_GIVEN EXERCISE:_ Report every line of the material below that contains the string "dealership", copying each such line in full.

[Boundary labeling items]
□ □ □ □ □

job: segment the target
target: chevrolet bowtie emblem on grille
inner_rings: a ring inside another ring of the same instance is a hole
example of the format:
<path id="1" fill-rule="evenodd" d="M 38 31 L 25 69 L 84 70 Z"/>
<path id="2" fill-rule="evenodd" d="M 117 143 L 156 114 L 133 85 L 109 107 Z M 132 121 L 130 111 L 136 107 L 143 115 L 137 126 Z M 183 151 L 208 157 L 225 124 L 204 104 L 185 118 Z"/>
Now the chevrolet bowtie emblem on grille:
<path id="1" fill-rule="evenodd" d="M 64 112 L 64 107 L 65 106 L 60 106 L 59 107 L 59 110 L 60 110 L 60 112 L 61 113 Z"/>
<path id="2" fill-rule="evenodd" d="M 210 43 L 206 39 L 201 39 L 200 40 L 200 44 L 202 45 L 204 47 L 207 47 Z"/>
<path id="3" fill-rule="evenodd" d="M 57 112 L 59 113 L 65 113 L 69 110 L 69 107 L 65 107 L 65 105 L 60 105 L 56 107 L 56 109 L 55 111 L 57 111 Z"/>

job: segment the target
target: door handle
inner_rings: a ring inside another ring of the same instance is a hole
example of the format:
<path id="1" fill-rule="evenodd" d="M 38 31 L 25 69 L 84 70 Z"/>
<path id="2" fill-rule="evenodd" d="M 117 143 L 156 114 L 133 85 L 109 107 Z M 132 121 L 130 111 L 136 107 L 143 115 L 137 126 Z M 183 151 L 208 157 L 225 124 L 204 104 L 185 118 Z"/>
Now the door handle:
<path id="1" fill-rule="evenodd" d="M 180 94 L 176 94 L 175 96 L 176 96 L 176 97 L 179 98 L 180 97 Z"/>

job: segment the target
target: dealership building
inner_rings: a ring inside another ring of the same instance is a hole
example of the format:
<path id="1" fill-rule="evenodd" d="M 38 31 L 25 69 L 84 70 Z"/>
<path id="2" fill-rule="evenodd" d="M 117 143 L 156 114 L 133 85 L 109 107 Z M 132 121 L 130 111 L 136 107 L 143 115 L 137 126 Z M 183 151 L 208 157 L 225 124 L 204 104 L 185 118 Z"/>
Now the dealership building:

□ □ □ □ □

_PROBLEM SOLUTION:_
target: dealership building
Now the dealership building:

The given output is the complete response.